### Source
NEW YORK (TheStreet) -- United Rentals (URI) shares are down by 9.30% to $94.78 in afternoon trading on Thursday, after the CEO of the equipment rental company suggested that May revenue would be a "little softer" than the company had previously expected.
CEO Michael Kneeland made the comments earlier today at the KeyBanc Capital Markets 2015 Industrial, Automotive and Transportation Conference.
Insight from TheStreet's Research Team:
Bryan Ashenberg of Real Money Pro and Growth Seeker spoke on the comments made by Kneeland at the conference today. Ashenberg stated that while Growth Seeker is not lowering its position in the company it is lowering its rating to 'Two' from 'One'. Here is what Ashenberg said:
Management made cautious comments on business in May and given those comments, we believe we have to be prudent and pull the stock off our One-rated list. That said, we believe management is top notch and can manage the costs side of the business to help alleviate some of the pain while the non-residential construction market re-gathers strength for the next move higher, which would re-energize United Rentals' business and its stock. Shares were recently down by nearly 10% on the comments.
When asked about utilization rates so far in May, CFO William Plummer answered: "It's fair to say that May is coming in a little softer than we had in mind at that point [on the last quarter earnings call] and that's certainly something that we're focused on to try to understand what might be driving that. ..."
Our bottom line: the business looks like it had a setback and we may be back to where we were just a quarter ago. We remain long-term bulls on the re-emerging strength in the non-residential construction market, and we will hold onto our shares despite current price volatility.

### The request
Answer these questions using the article on United Rentals shares.
(a) By what percentage were the shares down in afternoon trading on Thursday?
(b) At which conference did Michael Kneeland make his comments?
(c) Growth Seeker is changing its rating on the company from what to what?
The entries that come next are separate material with no connection to the text about United Rentals.

### Record excerpts
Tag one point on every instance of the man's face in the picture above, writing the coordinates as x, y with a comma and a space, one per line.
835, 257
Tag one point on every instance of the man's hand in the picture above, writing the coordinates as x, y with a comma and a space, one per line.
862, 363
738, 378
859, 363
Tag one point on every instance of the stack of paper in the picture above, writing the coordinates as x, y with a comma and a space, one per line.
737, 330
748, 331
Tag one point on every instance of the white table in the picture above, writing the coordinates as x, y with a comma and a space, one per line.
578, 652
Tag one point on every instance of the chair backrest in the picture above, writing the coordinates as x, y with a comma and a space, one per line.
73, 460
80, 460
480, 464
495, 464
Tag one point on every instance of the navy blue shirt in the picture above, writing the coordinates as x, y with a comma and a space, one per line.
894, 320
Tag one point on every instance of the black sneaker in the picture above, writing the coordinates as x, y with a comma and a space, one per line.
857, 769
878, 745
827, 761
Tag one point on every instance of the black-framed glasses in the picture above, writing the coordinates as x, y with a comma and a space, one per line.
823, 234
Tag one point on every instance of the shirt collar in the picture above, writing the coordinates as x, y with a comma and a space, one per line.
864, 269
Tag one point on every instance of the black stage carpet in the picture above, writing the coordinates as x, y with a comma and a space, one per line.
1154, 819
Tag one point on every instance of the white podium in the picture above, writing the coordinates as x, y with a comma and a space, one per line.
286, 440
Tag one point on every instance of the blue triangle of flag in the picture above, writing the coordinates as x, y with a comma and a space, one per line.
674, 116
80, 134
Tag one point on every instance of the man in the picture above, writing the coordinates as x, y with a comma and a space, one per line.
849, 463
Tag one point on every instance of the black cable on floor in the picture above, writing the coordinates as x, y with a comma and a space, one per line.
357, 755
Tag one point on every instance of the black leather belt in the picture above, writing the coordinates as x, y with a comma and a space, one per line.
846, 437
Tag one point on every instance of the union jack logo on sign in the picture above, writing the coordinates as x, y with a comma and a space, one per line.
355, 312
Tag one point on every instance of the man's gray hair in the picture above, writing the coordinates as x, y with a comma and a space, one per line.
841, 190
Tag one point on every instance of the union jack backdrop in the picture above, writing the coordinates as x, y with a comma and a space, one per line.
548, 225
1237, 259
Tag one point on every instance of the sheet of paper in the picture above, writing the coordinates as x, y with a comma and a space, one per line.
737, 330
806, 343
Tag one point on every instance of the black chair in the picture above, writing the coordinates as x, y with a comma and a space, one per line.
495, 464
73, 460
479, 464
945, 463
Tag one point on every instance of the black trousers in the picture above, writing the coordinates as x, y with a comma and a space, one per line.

### Task solution
(a) 9.30%
(b) The KeyBanc Capital Markets 2015 Industrial, Automotive and Transportation Conference
(c) From 'One' to 'Two'